→ YOUR OBJECTIVE: Copy every line of the material below word for word, with nothing changed, added, or left out.

* begin SUPPLIED RECORDS *

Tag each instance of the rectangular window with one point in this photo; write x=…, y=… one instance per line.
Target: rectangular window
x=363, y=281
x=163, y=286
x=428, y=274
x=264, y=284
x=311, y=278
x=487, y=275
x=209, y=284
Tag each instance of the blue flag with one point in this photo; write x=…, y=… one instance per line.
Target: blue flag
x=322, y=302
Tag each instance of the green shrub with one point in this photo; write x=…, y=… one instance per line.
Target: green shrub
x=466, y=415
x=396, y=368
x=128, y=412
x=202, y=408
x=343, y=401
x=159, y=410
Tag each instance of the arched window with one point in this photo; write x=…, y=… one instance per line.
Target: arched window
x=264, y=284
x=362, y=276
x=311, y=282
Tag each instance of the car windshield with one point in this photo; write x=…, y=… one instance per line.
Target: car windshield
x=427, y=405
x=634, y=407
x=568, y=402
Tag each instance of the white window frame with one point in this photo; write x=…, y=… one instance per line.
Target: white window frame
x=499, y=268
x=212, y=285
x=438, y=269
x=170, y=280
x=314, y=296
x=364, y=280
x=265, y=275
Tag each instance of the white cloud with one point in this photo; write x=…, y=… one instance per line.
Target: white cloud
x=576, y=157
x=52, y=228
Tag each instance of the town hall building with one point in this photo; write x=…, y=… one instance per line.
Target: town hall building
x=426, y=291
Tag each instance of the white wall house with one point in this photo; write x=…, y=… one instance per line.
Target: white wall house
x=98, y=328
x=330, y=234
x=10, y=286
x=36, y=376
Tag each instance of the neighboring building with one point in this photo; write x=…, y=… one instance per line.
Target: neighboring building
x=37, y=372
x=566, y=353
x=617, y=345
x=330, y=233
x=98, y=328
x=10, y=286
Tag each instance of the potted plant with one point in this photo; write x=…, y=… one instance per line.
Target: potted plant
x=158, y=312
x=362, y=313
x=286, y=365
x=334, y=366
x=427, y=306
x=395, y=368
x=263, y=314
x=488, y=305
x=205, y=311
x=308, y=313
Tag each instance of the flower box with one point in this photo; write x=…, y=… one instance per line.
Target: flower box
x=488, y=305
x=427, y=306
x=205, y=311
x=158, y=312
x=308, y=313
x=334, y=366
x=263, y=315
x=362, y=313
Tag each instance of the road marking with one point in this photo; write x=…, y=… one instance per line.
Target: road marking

* end SUPPLIED RECORDS *

→ WRITTEN ANSWER:
Tag each instance of the rectangular window with one point in this photo; write x=…, y=… one instance per line.
Target: rectangular window
x=363, y=281
x=163, y=286
x=428, y=274
x=264, y=284
x=311, y=278
x=487, y=275
x=209, y=284
Tag each instance of the blue flag with one point in this photo; write x=…, y=… one instance per line.
Target: blue flag
x=322, y=302
Tag each instance of the green shrub with one point in this photo; write x=…, y=… one instance per line.
Target: green shrub
x=466, y=415
x=396, y=368
x=128, y=412
x=202, y=408
x=343, y=401
x=159, y=410
Tag each instance of the arched window with one point in this photo; write x=…, y=… one instance per line.
Target: arched window
x=264, y=284
x=362, y=276
x=311, y=282
Tag each instance of the car windshield with one point in this photo; write x=…, y=… one instance per line.
Target: car windshield
x=427, y=405
x=634, y=407
x=568, y=402
Tag each instance of the white window frame with one point in this photo; write x=…, y=… one instance per line.
Target: white window frame
x=499, y=268
x=212, y=285
x=438, y=269
x=170, y=280
x=314, y=296
x=364, y=280
x=265, y=275
Tag each instance of the white cloud with one point in this photo; write x=…, y=… one instance per line.
Target: white cloud
x=576, y=157
x=52, y=228
Tag each instance of the town hall building with one point in this photo; write x=…, y=… one instance per line.
Target: town hall building
x=426, y=291
Tag each instance of the white wall house with one point in this photo; write x=…, y=… one instance per line.
Target: white wall house
x=98, y=328
x=330, y=234
x=10, y=286
x=36, y=376
Tag each instance of the neighboring building with one point in this photo; write x=…, y=… one instance per line.
Target: neighboring building
x=37, y=372
x=566, y=353
x=617, y=345
x=330, y=233
x=98, y=328
x=10, y=286
Tag each instance of the potted plant with one point in this photo; write x=…, y=… one instance per line.
Target: potted plant
x=158, y=312
x=362, y=313
x=286, y=365
x=334, y=366
x=427, y=306
x=395, y=368
x=263, y=314
x=488, y=305
x=205, y=311
x=308, y=313
Tag each instance of the flower box with one point in this photo; write x=…, y=… one instance per line.
Target: flower box
x=488, y=305
x=427, y=306
x=205, y=311
x=158, y=312
x=308, y=313
x=334, y=366
x=263, y=315
x=362, y=313
Tag each instance of the road marking with one point in this photo; write x=…, y=… one instance per line.
Target: road marking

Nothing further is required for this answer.